■ **EXPLORE THE MATERIAL**:
- A) Decide whether each statement agrees with the passage on visual generative models, answering yes or no and quoting the deciding words: (i) VAR models let autoregressive transformers learn visual distributions more efficiently; (ii) VAR models perform worse than diffusion-based alternatives; (iii) medical diagnostics is named as an application area of visual generative models.
- B) Reproduce the passage on visual generative models from "Visual generative models" up to and including "inpainting and editing.".

Top of PASSAGE

Visual generative models have made enormous progress in recent years, finding applications in areas such as image enhancement, augmented reality, medical diagnostics, and creative applications. Methods like Variational Autoencoders (VAE), Generative Adversarial Networks (GAN), and diffusion models have significantly expanded the possibilities of image generation, leading to improvements in realism, diversity, and overall quality.

VAR models represent a notable paradigm shift in image generation. Instead of the conventional "next-token prediction," VAR models introduce a coarse-to-fine "next-scale prediction" approach. This allows autoregressive transformers to learn visual distributions more efficiently and outperform diffusion-based alternatives. Moreover, VAR models demonstrate robust zero-shot capabilities in tasks like image inpainting and editing.

Bottom of PASSAGE
Top of INFORMATION

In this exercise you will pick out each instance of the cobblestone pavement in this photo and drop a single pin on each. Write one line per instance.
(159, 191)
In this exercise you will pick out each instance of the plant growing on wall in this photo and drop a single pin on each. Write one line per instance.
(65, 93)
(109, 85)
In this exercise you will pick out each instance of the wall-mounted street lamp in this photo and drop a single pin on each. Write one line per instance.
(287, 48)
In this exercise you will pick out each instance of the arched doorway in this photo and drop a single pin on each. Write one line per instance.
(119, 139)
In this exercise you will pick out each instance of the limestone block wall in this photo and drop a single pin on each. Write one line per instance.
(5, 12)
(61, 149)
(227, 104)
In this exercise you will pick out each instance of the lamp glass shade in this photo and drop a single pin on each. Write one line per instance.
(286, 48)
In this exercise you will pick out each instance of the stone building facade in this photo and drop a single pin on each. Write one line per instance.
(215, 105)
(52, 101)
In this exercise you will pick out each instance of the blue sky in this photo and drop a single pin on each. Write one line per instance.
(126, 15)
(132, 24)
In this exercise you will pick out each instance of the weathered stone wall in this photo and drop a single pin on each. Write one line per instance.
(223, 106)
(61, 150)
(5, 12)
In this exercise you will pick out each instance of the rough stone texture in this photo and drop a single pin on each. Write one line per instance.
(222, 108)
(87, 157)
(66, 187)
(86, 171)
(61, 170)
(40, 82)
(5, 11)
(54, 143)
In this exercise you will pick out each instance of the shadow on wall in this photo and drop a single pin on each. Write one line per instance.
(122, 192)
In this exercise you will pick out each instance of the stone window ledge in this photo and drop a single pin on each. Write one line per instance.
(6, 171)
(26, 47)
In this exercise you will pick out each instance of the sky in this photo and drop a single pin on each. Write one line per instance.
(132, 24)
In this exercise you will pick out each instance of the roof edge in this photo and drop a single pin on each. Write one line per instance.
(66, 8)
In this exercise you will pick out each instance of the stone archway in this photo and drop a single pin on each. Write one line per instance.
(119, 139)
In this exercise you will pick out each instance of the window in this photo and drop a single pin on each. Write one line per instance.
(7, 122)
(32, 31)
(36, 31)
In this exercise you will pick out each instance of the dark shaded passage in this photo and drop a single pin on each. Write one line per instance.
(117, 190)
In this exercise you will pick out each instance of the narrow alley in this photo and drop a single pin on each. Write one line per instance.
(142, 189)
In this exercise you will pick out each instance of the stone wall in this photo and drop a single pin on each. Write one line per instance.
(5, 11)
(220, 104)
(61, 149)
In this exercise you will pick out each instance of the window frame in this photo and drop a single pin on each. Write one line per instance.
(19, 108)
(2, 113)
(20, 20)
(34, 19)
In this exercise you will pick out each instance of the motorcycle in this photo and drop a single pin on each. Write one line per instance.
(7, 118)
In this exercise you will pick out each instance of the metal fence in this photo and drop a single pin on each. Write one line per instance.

Bottom of INFORMATION

■ **SOLUTIONS IN ORDER**:
- A)
(i) Yes: "This allows autoregressive transformers to learn visual distributions more efficiently"
(ii) No: "outperform diffusion-based alternatives"
(iii) Yes: "finding applications in areas such as image enhancement, augmented reality, medical diagnostics, and creative applications"

- B)
Visual generative models have made enormous progress in recent years, finding applications in areas such as image enhancement, augmented reality, medical diagnostics, and creative applications. Methods like Variational Autoencoders (VAE), Generative Adversarial Networks (GAN), and diffusion models have significantly expanded the possibilities of image generation, leading to improvements in realism, diversity, and overall quality.

VAR models represent a notable paradigm shift in image generation. Instead of the conventional "next-token prediction," VAR models introduce a coarse-to-fine "next-scale prediction" approach. This allows autoregressive transformers to learn visual distributions more efficiently and outperform diffusion-based alternatives. Moreover, VAR models demonstrate robust zero-shot capabilities in tasks like image inpainting and editing.